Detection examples
↓
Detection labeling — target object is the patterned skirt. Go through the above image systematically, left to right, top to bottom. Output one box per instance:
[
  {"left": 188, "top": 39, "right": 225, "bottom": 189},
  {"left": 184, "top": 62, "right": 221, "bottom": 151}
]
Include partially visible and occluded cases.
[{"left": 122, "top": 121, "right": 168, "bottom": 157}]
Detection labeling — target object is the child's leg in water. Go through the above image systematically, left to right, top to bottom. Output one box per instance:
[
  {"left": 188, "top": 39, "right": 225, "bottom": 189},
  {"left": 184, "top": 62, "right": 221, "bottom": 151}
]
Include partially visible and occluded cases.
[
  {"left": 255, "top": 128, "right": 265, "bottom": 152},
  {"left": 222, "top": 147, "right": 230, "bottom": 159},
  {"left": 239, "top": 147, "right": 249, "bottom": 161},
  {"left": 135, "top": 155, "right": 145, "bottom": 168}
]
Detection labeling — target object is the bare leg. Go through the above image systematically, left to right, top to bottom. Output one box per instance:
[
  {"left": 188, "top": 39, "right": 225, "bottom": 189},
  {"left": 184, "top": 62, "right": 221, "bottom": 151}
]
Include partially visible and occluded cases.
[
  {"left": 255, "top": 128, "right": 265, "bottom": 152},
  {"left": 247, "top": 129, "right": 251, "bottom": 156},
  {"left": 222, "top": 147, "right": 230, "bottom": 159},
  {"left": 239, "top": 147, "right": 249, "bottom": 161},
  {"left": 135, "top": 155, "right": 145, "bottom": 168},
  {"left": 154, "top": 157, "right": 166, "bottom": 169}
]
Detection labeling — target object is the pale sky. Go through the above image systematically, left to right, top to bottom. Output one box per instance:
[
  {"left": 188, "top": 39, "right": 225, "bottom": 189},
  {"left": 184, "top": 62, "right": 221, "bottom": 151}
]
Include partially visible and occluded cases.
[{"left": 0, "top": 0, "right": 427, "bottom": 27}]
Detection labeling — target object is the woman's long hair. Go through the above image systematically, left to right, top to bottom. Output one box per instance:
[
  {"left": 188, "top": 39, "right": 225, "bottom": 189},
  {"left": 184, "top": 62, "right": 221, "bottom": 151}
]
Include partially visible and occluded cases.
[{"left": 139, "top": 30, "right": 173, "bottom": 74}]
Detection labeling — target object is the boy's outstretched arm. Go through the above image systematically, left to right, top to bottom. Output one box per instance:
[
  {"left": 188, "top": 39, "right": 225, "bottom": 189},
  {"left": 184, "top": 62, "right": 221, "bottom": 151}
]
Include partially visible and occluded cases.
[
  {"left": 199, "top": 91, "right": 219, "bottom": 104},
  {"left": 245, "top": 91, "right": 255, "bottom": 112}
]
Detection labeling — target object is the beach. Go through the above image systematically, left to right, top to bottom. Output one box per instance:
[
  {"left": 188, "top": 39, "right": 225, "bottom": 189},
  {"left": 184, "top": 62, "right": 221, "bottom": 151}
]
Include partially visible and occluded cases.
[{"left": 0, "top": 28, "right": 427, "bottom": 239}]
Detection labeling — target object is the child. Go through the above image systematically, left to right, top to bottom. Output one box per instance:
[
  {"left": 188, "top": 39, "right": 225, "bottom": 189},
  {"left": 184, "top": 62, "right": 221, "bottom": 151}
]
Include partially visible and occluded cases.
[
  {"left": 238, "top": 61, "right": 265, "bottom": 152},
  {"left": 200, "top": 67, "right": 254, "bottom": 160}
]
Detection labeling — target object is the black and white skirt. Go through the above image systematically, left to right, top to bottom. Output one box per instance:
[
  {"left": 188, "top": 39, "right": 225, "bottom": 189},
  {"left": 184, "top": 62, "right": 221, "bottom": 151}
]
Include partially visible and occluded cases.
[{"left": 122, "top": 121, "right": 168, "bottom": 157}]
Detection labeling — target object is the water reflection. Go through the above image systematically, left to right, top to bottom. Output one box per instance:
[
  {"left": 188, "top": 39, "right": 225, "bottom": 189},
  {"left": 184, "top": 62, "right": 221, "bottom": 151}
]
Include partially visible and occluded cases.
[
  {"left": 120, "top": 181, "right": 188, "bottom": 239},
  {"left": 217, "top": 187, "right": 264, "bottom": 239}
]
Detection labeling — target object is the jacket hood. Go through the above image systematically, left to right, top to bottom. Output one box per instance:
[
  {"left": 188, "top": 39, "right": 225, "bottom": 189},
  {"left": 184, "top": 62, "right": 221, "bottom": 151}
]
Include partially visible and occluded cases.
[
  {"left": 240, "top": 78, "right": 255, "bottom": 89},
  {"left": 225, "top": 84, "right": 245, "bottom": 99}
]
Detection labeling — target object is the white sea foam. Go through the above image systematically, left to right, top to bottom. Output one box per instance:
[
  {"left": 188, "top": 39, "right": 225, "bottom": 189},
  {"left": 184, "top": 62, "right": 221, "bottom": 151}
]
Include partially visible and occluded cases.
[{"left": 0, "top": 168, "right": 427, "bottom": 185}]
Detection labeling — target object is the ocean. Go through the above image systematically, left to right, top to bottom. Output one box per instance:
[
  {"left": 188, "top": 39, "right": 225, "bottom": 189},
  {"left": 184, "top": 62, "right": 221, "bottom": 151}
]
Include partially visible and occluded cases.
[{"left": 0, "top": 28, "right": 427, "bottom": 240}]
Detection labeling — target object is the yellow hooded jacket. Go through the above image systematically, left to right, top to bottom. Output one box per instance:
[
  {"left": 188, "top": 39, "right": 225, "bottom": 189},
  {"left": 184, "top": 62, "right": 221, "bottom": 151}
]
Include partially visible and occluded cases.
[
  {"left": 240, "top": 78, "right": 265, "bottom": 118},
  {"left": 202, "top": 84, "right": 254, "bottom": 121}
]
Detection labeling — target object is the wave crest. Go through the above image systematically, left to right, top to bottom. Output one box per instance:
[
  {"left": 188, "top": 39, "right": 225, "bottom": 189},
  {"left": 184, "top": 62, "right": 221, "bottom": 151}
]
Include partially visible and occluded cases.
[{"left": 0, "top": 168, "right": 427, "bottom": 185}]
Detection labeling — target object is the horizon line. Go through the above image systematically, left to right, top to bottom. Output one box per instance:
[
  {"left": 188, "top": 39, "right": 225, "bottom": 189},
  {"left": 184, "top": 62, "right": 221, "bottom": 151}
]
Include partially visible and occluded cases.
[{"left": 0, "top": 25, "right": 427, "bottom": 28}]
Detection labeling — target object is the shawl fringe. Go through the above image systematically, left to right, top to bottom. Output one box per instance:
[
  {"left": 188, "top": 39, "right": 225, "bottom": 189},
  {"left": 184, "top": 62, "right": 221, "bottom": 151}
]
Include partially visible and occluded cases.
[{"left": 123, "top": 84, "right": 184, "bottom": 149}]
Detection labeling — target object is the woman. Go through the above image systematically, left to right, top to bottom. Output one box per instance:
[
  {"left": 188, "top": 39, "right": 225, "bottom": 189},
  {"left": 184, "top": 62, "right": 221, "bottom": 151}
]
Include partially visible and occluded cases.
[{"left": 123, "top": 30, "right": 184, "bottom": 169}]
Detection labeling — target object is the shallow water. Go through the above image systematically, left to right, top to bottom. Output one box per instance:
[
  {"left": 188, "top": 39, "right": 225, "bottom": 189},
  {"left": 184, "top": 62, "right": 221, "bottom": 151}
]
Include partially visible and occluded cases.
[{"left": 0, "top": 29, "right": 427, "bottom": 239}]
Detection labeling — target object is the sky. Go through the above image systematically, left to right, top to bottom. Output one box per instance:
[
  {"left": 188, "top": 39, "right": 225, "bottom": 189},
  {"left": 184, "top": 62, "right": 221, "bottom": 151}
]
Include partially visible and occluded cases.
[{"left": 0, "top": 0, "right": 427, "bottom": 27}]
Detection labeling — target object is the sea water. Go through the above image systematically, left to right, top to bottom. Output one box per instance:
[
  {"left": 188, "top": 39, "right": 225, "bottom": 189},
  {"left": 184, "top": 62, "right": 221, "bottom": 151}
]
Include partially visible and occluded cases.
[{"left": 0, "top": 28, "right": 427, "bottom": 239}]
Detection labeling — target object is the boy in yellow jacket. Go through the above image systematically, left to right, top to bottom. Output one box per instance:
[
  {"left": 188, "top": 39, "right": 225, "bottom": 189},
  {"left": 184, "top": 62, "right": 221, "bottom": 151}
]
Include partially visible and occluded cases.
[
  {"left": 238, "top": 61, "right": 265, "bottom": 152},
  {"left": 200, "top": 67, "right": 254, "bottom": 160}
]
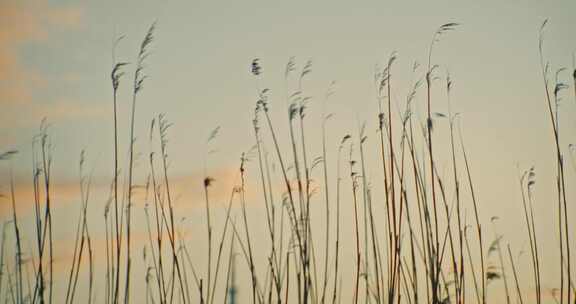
↑
**What is needed**
Find each line in the rows above that contains the string "child", and copy those lines.

**Answer to this task**
Detection labeling — target object is the child's leg in water. Go through the above image systematically, left to right, top to bottom. Output one box per instance:
Detection labeling — target object is the child. Go through the above image systematically, left to right, top to bottom. Output one box per instance:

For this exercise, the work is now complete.